[Problem statement]
State how many lines in the material contain the string "plate", with matching sensitive to case. Give only the number.

[Available records]

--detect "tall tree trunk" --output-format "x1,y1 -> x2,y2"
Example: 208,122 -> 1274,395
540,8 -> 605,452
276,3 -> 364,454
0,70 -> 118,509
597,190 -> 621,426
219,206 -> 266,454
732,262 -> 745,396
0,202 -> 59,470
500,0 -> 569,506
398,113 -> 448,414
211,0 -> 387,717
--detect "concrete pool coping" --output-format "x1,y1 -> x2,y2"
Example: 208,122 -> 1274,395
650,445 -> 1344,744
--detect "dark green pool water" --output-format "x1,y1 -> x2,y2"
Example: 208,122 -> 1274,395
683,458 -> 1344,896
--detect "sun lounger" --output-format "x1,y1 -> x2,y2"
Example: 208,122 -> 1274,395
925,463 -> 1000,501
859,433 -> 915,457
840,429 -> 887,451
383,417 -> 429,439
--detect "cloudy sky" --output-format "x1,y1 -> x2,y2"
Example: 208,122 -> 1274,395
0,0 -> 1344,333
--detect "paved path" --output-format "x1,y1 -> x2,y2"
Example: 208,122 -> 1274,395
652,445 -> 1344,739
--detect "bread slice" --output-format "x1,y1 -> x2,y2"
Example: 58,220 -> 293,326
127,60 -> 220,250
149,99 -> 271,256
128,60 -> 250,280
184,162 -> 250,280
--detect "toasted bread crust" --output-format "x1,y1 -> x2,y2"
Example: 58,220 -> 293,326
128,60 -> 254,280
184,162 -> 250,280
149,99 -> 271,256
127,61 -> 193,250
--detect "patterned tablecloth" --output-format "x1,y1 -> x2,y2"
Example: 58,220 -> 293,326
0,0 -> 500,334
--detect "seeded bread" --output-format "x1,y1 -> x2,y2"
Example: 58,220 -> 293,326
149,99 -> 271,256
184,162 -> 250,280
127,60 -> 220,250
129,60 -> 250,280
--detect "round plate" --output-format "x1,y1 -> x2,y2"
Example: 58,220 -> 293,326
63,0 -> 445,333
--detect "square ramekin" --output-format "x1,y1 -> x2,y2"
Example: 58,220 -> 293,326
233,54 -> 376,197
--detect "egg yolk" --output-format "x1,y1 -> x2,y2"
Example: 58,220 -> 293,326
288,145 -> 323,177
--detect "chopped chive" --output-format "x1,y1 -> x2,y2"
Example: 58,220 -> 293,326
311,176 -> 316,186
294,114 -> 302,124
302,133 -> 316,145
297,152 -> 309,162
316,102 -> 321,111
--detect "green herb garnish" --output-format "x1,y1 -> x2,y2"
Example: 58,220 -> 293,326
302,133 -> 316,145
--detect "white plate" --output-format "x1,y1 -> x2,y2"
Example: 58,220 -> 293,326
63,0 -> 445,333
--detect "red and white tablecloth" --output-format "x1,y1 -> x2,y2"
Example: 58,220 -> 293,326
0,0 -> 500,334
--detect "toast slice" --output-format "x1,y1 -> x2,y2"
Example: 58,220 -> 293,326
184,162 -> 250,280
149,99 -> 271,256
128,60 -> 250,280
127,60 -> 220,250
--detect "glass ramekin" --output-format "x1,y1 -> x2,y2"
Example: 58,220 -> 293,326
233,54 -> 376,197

[Right answer]
2